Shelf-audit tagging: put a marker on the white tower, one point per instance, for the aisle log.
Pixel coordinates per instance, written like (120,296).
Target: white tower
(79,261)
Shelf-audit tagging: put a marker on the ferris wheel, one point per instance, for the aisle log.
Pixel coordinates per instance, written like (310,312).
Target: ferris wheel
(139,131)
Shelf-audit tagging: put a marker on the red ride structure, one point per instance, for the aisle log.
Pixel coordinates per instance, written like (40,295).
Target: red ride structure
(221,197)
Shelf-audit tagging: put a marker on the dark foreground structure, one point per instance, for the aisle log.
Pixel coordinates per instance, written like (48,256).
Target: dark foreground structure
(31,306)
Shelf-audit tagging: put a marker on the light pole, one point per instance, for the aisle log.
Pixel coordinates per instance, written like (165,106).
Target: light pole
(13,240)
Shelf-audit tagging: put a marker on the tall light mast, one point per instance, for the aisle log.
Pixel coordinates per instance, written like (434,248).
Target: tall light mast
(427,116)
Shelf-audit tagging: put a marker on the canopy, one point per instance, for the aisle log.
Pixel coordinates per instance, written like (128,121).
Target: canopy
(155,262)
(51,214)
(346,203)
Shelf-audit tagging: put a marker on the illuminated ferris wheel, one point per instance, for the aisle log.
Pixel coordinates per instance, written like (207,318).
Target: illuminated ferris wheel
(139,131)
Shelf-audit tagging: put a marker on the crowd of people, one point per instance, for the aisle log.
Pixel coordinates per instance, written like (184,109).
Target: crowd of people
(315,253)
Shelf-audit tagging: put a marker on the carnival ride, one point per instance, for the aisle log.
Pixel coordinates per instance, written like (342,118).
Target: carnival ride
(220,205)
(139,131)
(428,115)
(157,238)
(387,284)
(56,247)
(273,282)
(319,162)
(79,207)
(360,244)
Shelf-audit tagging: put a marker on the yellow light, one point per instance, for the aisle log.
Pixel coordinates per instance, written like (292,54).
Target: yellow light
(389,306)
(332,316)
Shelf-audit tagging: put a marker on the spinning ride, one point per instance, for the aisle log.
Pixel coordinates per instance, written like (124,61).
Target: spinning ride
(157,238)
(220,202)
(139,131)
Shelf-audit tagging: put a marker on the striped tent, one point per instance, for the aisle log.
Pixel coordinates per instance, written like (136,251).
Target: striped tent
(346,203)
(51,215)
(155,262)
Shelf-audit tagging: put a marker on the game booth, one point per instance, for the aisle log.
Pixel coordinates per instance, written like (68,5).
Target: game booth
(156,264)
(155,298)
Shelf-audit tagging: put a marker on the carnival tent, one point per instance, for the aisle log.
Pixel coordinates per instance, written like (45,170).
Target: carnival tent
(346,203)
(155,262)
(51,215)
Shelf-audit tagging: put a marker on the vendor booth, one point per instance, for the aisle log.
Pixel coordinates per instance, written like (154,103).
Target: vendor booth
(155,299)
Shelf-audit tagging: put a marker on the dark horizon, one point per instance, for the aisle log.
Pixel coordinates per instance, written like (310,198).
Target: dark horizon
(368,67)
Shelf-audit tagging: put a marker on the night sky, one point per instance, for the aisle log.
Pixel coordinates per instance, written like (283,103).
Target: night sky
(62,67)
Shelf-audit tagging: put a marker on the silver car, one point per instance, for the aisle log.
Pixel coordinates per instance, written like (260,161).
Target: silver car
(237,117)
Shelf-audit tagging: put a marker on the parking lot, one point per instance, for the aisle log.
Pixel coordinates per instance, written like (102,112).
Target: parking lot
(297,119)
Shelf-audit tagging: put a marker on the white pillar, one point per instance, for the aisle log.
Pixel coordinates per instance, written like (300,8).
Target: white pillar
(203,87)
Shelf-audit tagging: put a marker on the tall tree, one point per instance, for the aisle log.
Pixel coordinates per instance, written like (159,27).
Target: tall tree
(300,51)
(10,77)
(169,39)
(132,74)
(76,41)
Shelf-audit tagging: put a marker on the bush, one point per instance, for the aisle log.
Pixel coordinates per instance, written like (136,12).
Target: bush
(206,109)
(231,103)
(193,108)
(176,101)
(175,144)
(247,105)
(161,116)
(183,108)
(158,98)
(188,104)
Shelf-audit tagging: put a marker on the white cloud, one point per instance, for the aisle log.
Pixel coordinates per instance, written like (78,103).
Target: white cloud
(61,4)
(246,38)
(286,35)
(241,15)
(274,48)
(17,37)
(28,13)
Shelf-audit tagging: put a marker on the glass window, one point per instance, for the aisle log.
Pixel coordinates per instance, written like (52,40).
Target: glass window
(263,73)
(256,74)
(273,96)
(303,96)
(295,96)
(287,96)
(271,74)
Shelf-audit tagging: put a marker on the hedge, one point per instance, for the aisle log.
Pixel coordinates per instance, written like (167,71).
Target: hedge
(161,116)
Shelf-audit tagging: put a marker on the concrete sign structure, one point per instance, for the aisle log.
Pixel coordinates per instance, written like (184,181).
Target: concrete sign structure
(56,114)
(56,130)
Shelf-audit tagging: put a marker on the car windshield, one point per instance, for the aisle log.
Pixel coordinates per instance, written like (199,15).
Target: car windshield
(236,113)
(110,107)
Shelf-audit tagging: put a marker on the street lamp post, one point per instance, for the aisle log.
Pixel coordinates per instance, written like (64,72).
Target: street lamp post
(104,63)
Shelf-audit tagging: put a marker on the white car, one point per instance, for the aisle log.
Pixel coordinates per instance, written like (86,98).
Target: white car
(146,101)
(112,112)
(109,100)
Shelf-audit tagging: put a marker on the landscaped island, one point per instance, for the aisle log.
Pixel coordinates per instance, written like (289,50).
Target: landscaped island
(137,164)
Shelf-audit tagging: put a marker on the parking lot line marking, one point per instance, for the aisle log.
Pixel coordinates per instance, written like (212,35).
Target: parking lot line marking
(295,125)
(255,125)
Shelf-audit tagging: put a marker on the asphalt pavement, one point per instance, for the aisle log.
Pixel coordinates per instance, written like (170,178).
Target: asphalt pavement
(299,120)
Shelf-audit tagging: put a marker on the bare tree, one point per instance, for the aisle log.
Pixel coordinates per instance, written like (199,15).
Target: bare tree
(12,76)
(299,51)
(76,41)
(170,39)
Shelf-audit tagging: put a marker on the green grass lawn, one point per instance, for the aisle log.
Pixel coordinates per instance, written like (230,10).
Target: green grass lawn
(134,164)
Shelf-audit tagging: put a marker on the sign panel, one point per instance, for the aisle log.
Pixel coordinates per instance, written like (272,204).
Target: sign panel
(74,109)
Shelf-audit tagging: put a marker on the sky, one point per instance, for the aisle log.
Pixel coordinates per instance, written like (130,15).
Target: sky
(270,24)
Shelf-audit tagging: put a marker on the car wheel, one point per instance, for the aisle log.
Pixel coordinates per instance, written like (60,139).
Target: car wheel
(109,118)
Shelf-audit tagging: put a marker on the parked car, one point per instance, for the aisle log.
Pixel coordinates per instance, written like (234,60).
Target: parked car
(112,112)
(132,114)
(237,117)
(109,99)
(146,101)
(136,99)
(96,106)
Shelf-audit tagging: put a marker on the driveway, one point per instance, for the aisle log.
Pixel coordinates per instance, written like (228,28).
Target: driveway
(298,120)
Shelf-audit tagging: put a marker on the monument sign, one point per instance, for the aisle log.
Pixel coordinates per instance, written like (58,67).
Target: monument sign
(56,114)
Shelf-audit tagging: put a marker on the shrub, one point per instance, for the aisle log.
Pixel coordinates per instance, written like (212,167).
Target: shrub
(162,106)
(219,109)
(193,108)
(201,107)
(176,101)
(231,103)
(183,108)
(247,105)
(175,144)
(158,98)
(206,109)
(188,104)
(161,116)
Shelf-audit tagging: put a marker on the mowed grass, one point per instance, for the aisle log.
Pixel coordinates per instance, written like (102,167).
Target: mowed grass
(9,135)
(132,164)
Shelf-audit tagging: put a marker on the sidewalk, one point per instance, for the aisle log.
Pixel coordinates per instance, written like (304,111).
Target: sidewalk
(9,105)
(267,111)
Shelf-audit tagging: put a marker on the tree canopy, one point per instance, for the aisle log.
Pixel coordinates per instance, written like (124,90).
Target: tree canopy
::::
Repeat, exactly as they stand above, the lines from the line with "Target: silver car" to the line with "Pixel coordinates per instance, written like (78,103).", both lines included.

Your solution:
Target: silver car
(237,117)
Shelf-audit tagging: put a marker on the parking lot, one point per instance, for the aisle log.
Pixel coordinates per instance, written like (102,112).
Target: parking lot
(297,119)
Shelf-audit tagging: put a marker on the white pillar, one point per instance, for the aisle log.
Pixel coordinates per instance, written like (300,8).
Target: white pillar
(203,87)
Shelf-audit tagging: put a marker on the tall tree, one point per instance, for the aisle log.
Pixel coordinates per instance, written like (159,27).
Target: tall tree
(300,51)
(10,77)
(169,39)
(132,74)
(76,41)
Shelf-audit tagging: put a marker on the bush, one point per instance, for the aisle log.
Pixel coordinates per instance, written like (136,12).
Target: bush
(206,109)
(231,103)
(193,108)
(176,101)
(175,144)
(247,105)
(161,116)
(183,108)
(158,98)
(188,104)
Shelf-audit tagging: put a marker on the white cloud, one point per instance, for the aisle log.
Pixel coordinates per instance, written like (78,103).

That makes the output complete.